• [PROBLEM STATEMENT] Exclude the pictures and reproduce the remaining data exactly as written.

• [DATA LISTING]
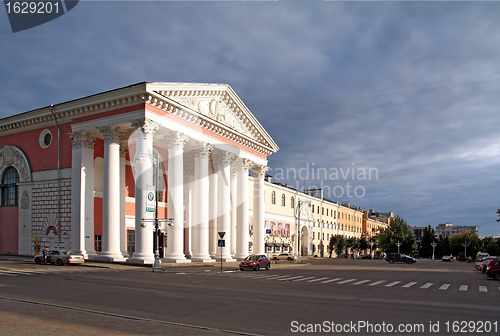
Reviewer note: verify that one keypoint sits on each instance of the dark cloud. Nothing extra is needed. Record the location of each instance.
(407, 88)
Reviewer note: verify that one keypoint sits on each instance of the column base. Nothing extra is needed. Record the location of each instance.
(203, 259)
(141, 261)
(226, 259)
(110, 258)
(177, 260)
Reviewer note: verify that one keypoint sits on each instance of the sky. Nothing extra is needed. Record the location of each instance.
(387, 105)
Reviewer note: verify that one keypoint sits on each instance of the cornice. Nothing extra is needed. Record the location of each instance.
(165, 100)
(68, 111)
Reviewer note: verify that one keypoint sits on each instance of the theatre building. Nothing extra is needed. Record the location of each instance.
(92, 174)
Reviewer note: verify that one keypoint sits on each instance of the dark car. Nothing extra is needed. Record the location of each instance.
(399, 257)
(493, 269)
(255, 262)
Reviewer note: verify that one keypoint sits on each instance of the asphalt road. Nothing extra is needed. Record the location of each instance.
(325, 296)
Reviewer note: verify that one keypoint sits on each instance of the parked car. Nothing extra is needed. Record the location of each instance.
(493, 269)
(284, 256)
(255, 262)
(60, 258)
(484, 264)
(399, 257)
(481, 266)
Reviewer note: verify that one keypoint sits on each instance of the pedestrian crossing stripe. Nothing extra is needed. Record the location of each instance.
(392, 284)
(342, 281)
(409, 284)
(376, 283)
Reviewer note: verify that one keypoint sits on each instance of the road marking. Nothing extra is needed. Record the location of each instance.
(278, 277)
(409, 284)
(336, 279)
(392, 283)
(346, 281)
(303, 279)
(318, 279)
(376, 283)
(291, 278)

• [TASK RESULT]
Reviewer note: verify that one keypoint sits on each instance of the dark cloud. Nothing extra is needed. Record the location of each instance.
(407, 88)
Reviewer note: verify that one keypoint sits on each instance of the column base. Nothing extra is needed. Record the location of each instance.
(203, 259)
(141, 261)
(226, 259)
(110, 258)
(177, 260)
Reviewer note: verify that one keypoint sits on each instance of the sky. Nothing extra is needed. Record the location of each instance.
(387, 105)
Reviewer note: verify that one keypoint sits on each instance of the cornice. Nothing extra is needed. Record the location of each instance.
(165, 100)
(68, 111)
Reviewer note: verify that one keypoint sits on each instance of the theatre building. Nothing extra is needed. Record the location of each instance.
(92, 174)
Reviewer note: verify that one keypoint sits on each instance of the dark car. Nothing extra is needed. Record the location of each instance.
(399, 257)
(493, 269)
(255, 262)
Reviewer note: verify that one keypoint sits on each instance of the asphalt road. Nothing extra is needed. Record the location of each instance.
(325, 296)
Reviewer note: verify that one keypoint sits on each instance of the parked car. Nothing extra is needed. Record the location of each instance.
(493, 269)
(284, 256)
(255, 262)
(60, 258)
(484, 264)
(399, 257)
(481, 266)
Reviewer note: verify that one keypoint sits on each instance of the pedestrian crossing stripe. Nothing extra is needed. Record the location of each instance.
(392, 284)
(342, 281)
(409, 284)
(376, 283)
Reviewer note: verify that one keypoint sits on each instance of the road marking. Nothing extra is needed. Record the location of each instance.
(278, 277)
(409, 284)
(336, 279)
(392, 283)
(346, 281)
(303, 279)
(318, 279)
(376, 283)
(291, 278)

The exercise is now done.